EXERCISE GOAL: Reproduce the rows below word for word, from the first line through the line that contains "pixel 13 19", including both of those lines.

DATA LINES:
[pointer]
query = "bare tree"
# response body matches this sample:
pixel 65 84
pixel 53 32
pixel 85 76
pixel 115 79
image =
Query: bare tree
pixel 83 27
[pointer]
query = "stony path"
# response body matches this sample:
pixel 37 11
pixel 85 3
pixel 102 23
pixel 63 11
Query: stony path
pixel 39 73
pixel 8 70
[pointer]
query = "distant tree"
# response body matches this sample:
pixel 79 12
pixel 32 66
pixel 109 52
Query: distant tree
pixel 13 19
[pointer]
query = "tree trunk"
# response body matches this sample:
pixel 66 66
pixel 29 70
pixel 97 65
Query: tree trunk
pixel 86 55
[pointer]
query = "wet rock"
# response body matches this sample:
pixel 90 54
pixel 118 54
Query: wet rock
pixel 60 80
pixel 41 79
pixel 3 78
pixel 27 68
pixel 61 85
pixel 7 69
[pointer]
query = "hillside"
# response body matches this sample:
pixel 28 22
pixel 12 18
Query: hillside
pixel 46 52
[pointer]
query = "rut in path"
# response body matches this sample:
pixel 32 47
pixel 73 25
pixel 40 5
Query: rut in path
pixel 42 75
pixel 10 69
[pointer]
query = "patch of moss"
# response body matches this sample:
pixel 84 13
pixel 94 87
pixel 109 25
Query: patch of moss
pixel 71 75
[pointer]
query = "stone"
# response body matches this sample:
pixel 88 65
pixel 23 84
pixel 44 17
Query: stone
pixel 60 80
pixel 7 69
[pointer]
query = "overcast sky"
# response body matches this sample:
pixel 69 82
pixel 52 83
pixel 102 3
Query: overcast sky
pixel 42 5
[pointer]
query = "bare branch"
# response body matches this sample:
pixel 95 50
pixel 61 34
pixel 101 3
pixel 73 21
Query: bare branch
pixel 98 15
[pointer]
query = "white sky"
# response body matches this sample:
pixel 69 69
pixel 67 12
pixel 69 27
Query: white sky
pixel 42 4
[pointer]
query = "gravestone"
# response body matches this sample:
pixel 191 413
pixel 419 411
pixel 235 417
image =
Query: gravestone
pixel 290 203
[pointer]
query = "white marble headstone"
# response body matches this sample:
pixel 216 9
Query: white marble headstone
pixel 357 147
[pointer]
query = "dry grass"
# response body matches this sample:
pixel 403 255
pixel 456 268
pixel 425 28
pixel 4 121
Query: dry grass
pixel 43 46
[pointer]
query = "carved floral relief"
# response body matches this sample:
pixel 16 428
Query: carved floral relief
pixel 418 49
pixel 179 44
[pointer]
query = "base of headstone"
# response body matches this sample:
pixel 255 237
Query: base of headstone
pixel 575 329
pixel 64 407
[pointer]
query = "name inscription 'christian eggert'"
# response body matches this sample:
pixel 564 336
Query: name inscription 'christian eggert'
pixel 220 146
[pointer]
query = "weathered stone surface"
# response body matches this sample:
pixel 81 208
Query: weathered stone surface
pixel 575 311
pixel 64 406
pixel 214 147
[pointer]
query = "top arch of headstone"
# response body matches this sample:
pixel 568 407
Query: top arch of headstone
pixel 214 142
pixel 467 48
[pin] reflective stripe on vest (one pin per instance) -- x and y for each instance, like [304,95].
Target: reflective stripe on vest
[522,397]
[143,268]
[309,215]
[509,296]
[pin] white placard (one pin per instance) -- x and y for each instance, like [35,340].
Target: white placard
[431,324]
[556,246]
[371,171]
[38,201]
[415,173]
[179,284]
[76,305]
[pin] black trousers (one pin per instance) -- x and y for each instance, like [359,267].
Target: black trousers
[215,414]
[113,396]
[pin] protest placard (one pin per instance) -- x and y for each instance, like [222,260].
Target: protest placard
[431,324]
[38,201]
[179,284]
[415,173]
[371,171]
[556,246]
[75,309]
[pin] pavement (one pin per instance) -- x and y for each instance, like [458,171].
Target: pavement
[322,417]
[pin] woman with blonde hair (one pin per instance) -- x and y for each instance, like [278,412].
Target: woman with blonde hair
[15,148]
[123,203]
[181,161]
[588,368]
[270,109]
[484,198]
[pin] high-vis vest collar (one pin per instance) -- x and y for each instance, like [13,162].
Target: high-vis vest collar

FINISHED EXERCISE:
[pointer]
query = "bare tree"
# response body matches this sample:
pixel 65 84
pixel 53 32
pixel 85 76
pixel 115 79
image =
Query: bare tree
pixel 83 27
[pointer]
query = "stony path"
# response body matches this sample:
pixel 37 11
pixel 85 3
pixel 102 23
pixel 63 11
Query: stony path
pixel 39 73
pixel 8 70
[pointer]
query = "distant tree"
# response body matches this sample:
pixel 79 12
pixel 32 66
pixel 109 52
Query: distant tree
pixel 13 19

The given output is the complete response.